> _Supplied text_
----

If the petitioners at the new trial rely upon the dual aspect of the petition for attachment for contempt and seek to establish both civil and criminal liability for the contempt, the criminal feature must be regarded as dominant and fixing the character of the trial, and they cannot call the defendants as witnesses against their will. This is the rule followed in determining the character of the proceeding, whether civil or criminal, for purposes of review when both civil relief and criminal punishment are imposed on one petition. Matter of Christensen Engineering Co. 194 U. S. 458. In re Merchants’ Stock & Grain Co., petitioner, 223 U. S. 639. Union Tool Co. v. Wilson, 259 U. S. 107. It seems applicable also, to the trial of the facts.

Questions of evidence remain to be considered. The *368exception of the defendants to the ruling of the master, affirmed by the Superior Court, that the defendants other than the three named in the petition for attachment for contempt could be called as witnesses and compelled to testify, cannot be sustained. The ruling had already been made that the hearing and evidence on the contempt matter should be confined to the three named defendants. The others rightly could be called as witnesses.

----

> _Provided information_
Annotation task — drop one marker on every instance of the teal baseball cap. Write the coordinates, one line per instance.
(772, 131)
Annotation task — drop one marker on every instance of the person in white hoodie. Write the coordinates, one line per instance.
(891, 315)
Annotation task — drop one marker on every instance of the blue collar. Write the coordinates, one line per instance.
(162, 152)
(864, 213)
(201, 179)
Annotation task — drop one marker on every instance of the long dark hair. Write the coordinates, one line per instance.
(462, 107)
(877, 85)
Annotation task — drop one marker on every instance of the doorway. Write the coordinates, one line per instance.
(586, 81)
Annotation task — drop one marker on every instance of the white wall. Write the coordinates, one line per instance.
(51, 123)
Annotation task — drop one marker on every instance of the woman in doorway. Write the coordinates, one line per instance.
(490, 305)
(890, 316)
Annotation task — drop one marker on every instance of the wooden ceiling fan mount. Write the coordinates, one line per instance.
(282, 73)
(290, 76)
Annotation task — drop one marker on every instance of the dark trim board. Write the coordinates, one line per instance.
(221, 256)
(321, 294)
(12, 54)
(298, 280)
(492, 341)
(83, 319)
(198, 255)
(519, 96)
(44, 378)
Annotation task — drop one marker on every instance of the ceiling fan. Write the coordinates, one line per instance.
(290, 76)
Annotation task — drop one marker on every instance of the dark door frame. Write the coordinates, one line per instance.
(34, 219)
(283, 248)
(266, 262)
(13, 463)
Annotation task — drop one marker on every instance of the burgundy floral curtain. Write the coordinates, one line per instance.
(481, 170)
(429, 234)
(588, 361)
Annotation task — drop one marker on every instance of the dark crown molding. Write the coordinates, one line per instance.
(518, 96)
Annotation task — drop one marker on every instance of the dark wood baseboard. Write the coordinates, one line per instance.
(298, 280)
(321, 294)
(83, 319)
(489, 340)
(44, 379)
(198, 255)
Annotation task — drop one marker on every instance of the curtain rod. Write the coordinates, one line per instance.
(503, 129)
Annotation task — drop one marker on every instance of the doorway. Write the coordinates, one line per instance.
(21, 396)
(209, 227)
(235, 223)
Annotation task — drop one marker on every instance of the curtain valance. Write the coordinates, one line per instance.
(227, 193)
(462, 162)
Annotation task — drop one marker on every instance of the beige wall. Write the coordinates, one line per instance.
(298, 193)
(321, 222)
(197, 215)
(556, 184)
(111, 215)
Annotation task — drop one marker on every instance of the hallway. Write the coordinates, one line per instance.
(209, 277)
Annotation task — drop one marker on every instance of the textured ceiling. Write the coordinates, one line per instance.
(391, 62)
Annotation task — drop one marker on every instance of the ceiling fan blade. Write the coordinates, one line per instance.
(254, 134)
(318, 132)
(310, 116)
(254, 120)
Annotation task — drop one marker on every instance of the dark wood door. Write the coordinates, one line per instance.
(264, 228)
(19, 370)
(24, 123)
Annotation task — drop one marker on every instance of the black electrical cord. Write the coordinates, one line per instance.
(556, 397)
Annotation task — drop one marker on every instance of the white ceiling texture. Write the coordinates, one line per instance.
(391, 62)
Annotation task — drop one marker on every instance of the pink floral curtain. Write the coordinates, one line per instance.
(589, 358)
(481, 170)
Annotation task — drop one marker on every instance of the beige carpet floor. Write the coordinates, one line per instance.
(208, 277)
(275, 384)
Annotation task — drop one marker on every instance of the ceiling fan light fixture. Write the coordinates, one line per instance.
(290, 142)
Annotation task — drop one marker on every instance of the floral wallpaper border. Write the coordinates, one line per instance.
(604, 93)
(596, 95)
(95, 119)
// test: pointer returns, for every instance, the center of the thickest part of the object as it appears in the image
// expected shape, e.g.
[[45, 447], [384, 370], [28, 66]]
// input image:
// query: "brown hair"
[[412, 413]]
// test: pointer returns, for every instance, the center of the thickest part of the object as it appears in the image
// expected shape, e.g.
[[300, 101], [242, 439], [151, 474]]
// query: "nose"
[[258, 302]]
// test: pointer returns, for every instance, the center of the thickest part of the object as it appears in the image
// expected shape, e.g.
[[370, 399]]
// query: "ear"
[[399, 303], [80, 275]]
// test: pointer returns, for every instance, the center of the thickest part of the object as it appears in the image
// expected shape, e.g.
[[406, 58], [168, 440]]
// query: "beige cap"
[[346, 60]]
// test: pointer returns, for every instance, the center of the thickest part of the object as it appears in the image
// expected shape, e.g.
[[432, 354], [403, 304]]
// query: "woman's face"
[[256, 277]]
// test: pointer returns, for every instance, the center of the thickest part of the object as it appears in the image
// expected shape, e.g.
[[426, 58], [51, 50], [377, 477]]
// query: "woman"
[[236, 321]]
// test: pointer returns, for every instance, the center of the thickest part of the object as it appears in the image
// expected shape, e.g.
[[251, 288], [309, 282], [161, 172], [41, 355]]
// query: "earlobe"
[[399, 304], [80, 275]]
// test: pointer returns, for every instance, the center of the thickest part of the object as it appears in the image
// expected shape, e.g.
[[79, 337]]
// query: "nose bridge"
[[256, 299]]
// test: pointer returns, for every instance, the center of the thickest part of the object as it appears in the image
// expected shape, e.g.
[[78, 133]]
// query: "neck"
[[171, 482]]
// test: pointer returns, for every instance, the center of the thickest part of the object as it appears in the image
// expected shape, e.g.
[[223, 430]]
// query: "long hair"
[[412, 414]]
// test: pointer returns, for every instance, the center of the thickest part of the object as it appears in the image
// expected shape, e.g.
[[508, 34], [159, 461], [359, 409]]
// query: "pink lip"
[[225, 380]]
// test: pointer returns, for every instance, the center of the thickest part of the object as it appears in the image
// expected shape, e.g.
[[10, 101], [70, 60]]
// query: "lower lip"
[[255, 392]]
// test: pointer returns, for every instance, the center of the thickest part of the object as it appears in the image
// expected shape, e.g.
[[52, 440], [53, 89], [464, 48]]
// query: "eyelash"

----

> _Objectives_
1. Reproduce the whole passage on the contempt trial, word for word.
2. Collect every line of the records that contains the string "hair", treating uppercase and lowercase letters as distinct.
The text and the records are unrelated to each other.

> _Task-by-task results_
1.
If the petitioners at the new trial rely upon the dual aspect of the petition for attachment for contempt and seek to establish both civil and criminal liability for the contempt, the criminal feature must be regarded as dominant and fixing the character of the trial, and they cannot call the defendants as witnesses against their will. This is the rule followed in determining the character of the proceeding, whether civil or criminal, for purposes of review when both civil relief and criminal punishment are imposed on one petition. Matter of Christensen Engineering Co. 194 U. S. 458. In re Merchants’ Stock & Grain Co., petitioner, 223 U. S. 639. Union Tool Co. v. Wilson, 259 U. S. 107. It seems applicable also, to the trial of the facts.

Questions of evidence remain to be considered. The *368exception of the defendants to the ruling of the master, affirmed by the Superior Court, that the defendants other than the three named in the petition for attachment for contempt could be called as witnesses and compelled to testify, cannot be sustained. The ruling had already been made that the hearing and evidence on the contempt matter should be confined to the three named defendants. The others rightly could be called as witnesses.

2.
Annotation task — drop one marker on every instance of the long dark hair. Write the coordinates, one line per instance.
// query: "brown hair"
// query: "long hair"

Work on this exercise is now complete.